▶ **Source excerpt**

Single by Alan Walker and Sasha Alex Sloan

from the album Walkerworld
- Released: 4 May 2023
- Genre: Dance
- Label: MER Musikk
- Songwriters: Alan Walker; Slipmats; Big Fred; Marcus Arnebekk; Gunnar Greve; Kristin Carpenter; Rasmus Budny;
- Producers: Alan Walker; Kasper;

Alan Walker singles chronology
| "Dreamer" (2023) | "Hero" (2023) | "Land of the Heroes" (2023) |

Sasha Alex Sloan singles chronology
| "Adult" (2022) | "Hero" (2023) | "Highlights" (2024) |

Music video
- "Hero" on YouTube

= Hero (Alan Walker song) =

2023 song by Alan Walker and Sasha Alex Sloan

"Hero" is a song recorded by British-Norwegian DJ Alan Walker and American singer-songwriter Sasha Alex Sloan, released by MER Musikk on 4 May 2023.

== Background ==
Of the song, Walker said, "I have been looking forward to releasing the song Hero for a long time. It was also a pleasure to work with Sasha Alex Sloan and her amazing voice. This song is about honoring the very important people we see as heroes. Honoring the work they have done to make this world brighter and tougher, Hero hopes to inspire listeners to embrace their inner heroes, live openly, and love deeply." Sasha says, "When Alan asked me to do the vocals on this song, I was so excited. I've been a fan of his since the faded days, so I'm excited to get our song out there."

▶ **To do**
Continue the article about the song "Hero" by Alan Walker and Sasha Alex Sloan from where it stops. The material after this has nothing to do with the song article.

Stored items from a collection

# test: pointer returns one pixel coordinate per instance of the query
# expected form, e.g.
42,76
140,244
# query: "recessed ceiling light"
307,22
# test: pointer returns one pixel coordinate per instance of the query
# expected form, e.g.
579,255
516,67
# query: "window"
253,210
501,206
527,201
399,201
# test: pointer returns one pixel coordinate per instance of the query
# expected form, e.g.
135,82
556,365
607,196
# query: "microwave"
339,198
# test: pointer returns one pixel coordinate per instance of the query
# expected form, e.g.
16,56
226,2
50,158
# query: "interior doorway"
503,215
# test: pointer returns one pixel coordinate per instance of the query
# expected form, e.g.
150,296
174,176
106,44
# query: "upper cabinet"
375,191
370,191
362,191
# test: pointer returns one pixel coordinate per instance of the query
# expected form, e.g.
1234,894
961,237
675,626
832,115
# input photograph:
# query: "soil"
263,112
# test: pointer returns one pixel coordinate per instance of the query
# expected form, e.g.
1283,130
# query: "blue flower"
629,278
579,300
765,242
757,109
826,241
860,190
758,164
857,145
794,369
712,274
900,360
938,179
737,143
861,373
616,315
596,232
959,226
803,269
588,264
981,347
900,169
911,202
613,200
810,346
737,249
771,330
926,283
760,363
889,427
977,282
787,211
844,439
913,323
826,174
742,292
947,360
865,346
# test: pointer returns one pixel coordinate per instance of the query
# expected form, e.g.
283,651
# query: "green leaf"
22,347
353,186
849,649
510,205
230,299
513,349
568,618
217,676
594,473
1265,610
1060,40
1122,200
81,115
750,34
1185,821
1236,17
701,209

▶ **Output of the exercise**
== Critical reception ==
Soundrive's Darren Bezuidenhout said, "Walker shows off a new softer side of himself with Hero's cinematic melodies and swirling bass lines, and Sloan's excellent vocal performance." Madeleine Amos of RouteNote said, "Hero has a wistful feel with its melancholy strings, but also a hopeful beat. Meanwhile, talented singer Sasha Alex Sloan's gorgeous vocals are haunting and lift the entire song."

== Charts ==
=== Weekly charts ===

Weekly chart performance for "Hero"
| Chart (2023–2025) | Peak position |
|---|---|
| Hungary (Dance Top 40) | 8 |
| Hungary (Rádiós Top 40) | 1 |
| Netherlands (Dutch Single Tip) | 1 |
| Norway (VG-lista) | 27 |
| Sweden Heatseeker (Sverigetopplistan) | 5 |
| US Hot Dance/Electronic Songs (Billboard) | 18 |

=== Year-end charts ===

2023 year-end chart performance for "Hero"
| Chart (2023) | Position |
|---|---|
| Hungary (Dance Top 40) | 92 |
| Hungary (Rádiós Top 40) | 57 |
| US Hot Dance/Electronic Songs (Billboard) | 97 |

2024 year-end chart performance for "Hero"
| Chart (2024) | Position |
|---|---|
| Hungary (Dance Top 40) | 36 |

2025 year-end chart performance for "Hero"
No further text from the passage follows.